[START Material for this exercise]

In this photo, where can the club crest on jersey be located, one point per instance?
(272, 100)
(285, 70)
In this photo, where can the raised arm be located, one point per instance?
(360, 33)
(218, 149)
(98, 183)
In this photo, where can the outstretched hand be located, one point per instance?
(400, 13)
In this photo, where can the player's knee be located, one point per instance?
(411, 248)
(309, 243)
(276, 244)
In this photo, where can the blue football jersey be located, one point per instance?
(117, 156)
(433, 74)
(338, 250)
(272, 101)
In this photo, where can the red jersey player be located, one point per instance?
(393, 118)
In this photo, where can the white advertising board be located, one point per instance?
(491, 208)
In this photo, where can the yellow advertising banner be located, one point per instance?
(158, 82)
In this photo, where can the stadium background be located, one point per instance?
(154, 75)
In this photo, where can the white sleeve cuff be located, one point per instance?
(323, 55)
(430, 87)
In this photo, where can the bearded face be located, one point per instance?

[END Material for this exercise]
[START Material for this exercise]

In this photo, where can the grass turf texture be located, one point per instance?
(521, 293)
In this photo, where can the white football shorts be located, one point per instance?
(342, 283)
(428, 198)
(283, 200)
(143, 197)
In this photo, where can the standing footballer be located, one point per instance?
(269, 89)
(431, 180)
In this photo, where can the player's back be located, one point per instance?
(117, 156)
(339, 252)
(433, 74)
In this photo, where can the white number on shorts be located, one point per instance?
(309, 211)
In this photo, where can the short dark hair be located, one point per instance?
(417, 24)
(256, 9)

[END Material for this exercise]

Rescale the records starting at the line that contains "In this photo, where can the yellow" and stopping after the line that contains "In this photo, where can the bearded". Reproduce every line, requests unchanged, with each coordinate in the answers multiplied by 1.25 and rounded to a whole number (halves up), and return only those lines.

=== Completed task ===
In this photo, where can the yellow advertising banner be located, one point per instance?
(198, 103)
In this photo, where can the stadium background be located, one point per instance?
(193, 94)
In this photo, where can the white sleeve cuff be located, one point per instance?
(404, 69)
(538, 109)
In this photo, where can the bearded face be located, one point per instance?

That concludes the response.